### Page extract:
start
Where it shines: changing eye or hair color, swapping a season, turning a portrait into watercolor or line art, replacing a background while keeping the subject in pose, and dropping a product into a new scene. The walkthrough shows a bunny getting red vampire eyes and a building moved to a purple winter sunset, each from a one-line prompt.

Where it struggles: it regenerates the whole image every time, so even a tiny edit shifts the background or framing a little. Text on small product labels can get squashed, and some art styles it does not know yet.

How to set up Flux Kontext in ComfyUI

You update ComfyUI for the new Kontext nodes, then load the Flux Kontext diffusion model with the same dual CLIP and VAE you already use for regular Flux.

Run the update_comfyui.bat file in your update folder so the Kontext nodes are available, then restart. The graph looks almost identical to a standard Flux setup: swap the Load Diffusion Model node to point at the Flux Kontext checkpoint instead of plain Flux Dev. The Dual CLIP Loader and Flux VAE stay the same, so there is nothing new to download.

The Flux Kontext setup in ComfyUI: the Manager, Load Diffusion Model, Dual CLIP, and VAE nodes

A few settings matter for Kontext: Flux guidance around 2.5 (lower than Flux's usual 3.5), CFG at 1 with a ConditioningZeroOut node standing in for the unsupported negative prompt, and around 20 steps.
end
(Lines taken from a collection)
start
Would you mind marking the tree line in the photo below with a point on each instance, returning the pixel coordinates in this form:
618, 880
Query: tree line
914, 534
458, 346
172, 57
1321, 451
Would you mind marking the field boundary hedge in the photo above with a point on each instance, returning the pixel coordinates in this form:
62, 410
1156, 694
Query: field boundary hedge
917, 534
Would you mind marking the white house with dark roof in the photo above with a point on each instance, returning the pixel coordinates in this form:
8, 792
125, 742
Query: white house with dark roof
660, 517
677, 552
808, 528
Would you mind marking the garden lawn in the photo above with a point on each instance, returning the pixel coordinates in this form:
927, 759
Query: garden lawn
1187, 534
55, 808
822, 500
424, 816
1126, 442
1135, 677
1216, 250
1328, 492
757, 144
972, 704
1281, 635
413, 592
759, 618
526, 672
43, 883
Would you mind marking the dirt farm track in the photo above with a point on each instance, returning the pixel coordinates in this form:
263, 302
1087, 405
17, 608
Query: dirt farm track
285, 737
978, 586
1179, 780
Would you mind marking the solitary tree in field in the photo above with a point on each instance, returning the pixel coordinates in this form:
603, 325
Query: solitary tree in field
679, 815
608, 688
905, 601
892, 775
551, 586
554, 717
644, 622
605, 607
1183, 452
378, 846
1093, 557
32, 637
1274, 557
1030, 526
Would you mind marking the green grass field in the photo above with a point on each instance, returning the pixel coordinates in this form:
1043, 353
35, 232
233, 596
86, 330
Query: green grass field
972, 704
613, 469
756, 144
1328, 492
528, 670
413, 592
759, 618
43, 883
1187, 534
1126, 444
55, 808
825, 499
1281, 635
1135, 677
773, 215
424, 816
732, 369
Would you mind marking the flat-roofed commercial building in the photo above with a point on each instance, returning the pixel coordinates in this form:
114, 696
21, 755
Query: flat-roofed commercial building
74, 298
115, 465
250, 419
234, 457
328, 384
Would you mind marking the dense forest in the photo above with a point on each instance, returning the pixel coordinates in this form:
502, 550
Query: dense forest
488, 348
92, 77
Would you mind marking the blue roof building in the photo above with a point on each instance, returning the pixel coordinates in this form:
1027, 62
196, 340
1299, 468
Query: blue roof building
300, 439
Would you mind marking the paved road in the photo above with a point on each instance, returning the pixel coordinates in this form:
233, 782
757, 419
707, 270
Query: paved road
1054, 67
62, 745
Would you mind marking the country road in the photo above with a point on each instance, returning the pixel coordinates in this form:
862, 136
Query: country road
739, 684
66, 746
end
### Exercise requirements:
Please list every task that the Flux Kontext text names after "Where it shines:".

### Solution to this exercise:
- Changing eye or hair color
- Swapping a season
- Turning a portrait into watercolor or line art
- Replacing a background while keeping the subject in pose
- Dropping a product into a new scene